- [EXERCISE INSTRUCTIONS]: Copy the part that opens at the start of the records and closes with the line containing "35L137 48L140 53L144", including both ends. Leave the pictures out of your copy.

[Region annotation entries]
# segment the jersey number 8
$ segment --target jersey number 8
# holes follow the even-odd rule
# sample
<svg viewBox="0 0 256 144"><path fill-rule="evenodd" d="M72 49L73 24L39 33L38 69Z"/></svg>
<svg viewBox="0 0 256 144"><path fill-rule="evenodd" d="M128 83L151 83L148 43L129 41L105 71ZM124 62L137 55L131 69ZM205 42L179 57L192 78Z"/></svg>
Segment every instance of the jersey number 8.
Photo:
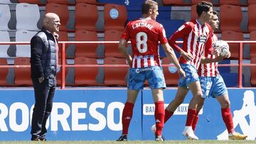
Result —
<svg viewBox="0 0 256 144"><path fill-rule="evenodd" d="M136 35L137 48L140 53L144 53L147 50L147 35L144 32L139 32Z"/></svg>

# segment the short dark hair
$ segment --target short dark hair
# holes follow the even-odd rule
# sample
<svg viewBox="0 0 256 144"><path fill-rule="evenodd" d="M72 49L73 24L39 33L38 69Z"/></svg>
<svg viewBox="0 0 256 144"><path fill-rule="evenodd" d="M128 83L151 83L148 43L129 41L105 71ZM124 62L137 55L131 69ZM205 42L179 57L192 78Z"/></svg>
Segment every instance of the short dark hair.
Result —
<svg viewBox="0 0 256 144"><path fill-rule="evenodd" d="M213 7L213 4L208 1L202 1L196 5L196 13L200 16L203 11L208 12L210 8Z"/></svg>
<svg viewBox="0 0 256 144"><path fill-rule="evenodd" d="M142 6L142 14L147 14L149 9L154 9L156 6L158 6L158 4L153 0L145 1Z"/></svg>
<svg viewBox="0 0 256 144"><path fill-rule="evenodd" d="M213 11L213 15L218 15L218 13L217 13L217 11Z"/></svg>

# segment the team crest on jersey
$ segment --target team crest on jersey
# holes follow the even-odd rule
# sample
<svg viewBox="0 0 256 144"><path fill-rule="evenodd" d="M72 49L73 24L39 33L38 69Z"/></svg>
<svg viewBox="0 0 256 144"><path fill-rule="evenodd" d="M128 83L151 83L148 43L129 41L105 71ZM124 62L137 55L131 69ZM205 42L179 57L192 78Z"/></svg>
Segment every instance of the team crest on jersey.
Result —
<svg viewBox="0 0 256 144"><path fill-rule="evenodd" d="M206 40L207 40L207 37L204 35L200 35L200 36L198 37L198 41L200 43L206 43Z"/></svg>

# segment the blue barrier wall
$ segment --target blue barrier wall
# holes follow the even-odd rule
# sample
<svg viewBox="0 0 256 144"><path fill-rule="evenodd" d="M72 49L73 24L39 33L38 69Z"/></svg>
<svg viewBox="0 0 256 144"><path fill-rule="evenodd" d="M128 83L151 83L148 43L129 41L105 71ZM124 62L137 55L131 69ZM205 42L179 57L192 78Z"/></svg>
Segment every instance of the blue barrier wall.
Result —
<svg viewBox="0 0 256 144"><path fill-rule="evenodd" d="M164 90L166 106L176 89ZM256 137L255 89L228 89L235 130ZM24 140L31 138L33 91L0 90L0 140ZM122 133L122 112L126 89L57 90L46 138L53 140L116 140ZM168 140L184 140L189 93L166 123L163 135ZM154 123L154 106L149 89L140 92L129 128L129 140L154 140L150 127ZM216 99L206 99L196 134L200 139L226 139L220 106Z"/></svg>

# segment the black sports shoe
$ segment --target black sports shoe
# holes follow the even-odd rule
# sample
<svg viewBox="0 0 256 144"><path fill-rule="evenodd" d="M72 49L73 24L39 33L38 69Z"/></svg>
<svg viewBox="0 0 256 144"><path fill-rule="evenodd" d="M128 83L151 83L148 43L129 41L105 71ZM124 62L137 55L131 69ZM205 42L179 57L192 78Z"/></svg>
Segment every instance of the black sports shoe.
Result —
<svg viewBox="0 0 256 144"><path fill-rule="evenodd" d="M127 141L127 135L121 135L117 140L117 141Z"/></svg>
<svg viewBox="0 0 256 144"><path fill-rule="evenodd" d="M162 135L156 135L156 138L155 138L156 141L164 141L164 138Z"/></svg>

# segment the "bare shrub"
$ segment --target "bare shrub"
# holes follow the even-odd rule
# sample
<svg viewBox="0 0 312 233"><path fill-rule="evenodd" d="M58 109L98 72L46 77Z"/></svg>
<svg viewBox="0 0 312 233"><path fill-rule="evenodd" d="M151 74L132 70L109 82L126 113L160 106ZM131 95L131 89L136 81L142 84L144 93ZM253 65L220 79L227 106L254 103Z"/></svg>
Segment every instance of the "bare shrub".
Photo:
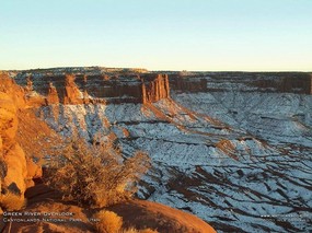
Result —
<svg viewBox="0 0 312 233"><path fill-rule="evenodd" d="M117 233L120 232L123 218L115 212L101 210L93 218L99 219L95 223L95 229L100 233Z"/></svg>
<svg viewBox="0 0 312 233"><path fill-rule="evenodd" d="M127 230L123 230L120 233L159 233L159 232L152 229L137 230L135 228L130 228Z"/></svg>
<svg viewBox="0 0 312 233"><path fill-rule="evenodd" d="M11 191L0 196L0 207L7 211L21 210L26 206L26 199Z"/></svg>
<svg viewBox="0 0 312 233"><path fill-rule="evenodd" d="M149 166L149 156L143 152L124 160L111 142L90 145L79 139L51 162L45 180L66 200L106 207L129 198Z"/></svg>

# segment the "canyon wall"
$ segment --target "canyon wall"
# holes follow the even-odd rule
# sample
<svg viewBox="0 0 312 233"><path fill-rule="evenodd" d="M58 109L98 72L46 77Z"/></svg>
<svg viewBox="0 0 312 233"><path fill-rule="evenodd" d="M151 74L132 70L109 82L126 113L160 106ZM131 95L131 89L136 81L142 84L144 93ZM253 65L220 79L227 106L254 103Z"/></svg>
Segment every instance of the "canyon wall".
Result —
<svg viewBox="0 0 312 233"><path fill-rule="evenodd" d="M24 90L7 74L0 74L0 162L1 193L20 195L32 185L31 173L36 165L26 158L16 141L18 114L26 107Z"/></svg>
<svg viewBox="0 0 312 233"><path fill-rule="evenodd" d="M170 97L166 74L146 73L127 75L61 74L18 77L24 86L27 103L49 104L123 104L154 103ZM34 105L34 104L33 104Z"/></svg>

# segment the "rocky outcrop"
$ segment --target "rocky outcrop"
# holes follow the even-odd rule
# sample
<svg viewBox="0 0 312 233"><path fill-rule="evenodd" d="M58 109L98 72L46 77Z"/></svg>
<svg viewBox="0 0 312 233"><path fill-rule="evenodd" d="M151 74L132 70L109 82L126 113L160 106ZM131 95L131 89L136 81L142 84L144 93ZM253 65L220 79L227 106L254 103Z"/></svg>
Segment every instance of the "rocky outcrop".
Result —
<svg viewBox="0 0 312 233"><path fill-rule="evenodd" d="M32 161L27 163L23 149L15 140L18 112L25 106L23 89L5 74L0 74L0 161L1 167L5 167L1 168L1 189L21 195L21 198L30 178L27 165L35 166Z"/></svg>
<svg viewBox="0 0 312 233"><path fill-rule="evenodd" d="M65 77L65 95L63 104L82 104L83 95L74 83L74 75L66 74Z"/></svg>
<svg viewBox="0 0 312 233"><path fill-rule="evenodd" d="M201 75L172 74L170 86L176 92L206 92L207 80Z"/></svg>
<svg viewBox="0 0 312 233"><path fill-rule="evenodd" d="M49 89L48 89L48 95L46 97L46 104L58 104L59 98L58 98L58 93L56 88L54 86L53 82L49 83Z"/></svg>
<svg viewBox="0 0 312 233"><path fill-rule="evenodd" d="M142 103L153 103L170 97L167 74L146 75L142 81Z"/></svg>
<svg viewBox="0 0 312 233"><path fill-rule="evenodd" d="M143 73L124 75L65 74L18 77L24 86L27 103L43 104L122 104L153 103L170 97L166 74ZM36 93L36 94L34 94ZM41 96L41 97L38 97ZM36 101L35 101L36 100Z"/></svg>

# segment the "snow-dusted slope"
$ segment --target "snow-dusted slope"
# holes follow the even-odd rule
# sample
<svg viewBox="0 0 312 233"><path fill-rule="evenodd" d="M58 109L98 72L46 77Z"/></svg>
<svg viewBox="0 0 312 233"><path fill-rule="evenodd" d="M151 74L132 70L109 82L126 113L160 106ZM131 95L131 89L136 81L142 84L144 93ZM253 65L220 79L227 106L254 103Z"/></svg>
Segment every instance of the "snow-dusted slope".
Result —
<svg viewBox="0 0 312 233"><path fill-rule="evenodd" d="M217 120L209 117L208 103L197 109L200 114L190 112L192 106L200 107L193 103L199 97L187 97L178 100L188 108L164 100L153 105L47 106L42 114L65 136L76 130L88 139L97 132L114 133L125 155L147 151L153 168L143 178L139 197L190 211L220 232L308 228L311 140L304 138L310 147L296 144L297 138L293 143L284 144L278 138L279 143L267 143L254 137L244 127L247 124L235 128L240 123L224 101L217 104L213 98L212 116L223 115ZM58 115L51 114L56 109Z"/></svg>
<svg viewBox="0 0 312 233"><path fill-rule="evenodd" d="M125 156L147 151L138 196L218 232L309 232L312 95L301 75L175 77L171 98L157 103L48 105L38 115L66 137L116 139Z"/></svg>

- [ANSWER]:
# segment the jersey number 8
$ segment --target jersey number 8
# holes follow the even-odd rule
# sample
<svg viewBox="0 0 256 144"><path fill-rule="evenodd" d="M72 49L73 24L39 33L38 69Z"/></svg>
<svg viewBox="0 0 256 144"><path fill-rule="evenodd" d="M128 83L151 83L148 43L129 41L105 71ZM124 62L137 55L131 69ZM205 42L179 57L192 78Z"/></svg>
Segment every instance of the jersey number 8.
Photo:
Result —
<svg viewBox="0 0 256 144"><path fill-rule="evenodd" d="M136 35L137 48L140 53L144 53L147 50L147 35L144 32L139 32Z"/></svg>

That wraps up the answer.